§ Problem to work on
Among the records, which lines include "Query"? List them.

§ Source data
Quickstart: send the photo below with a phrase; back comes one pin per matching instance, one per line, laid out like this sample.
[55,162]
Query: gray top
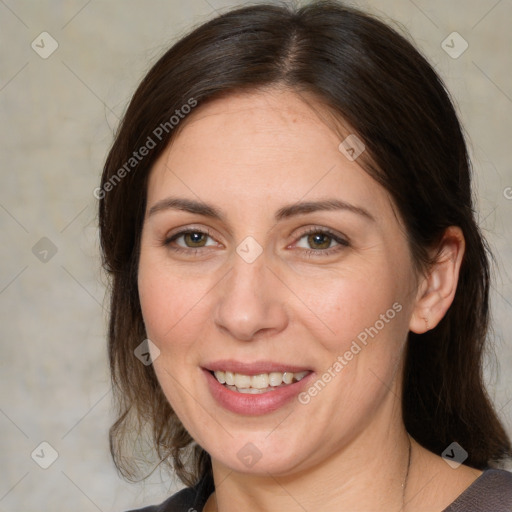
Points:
[490,492]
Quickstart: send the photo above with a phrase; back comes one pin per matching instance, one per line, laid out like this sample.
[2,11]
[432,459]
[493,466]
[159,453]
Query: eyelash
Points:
[342,242]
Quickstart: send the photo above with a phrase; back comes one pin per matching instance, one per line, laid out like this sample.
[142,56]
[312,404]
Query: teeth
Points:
[242,381]
[275,378]
[255,383]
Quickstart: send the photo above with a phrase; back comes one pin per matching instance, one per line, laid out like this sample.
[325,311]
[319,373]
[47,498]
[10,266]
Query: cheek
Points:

§ Completed exercise
Query: gray top
Query: eyelash
Query: teeth
Query: cheek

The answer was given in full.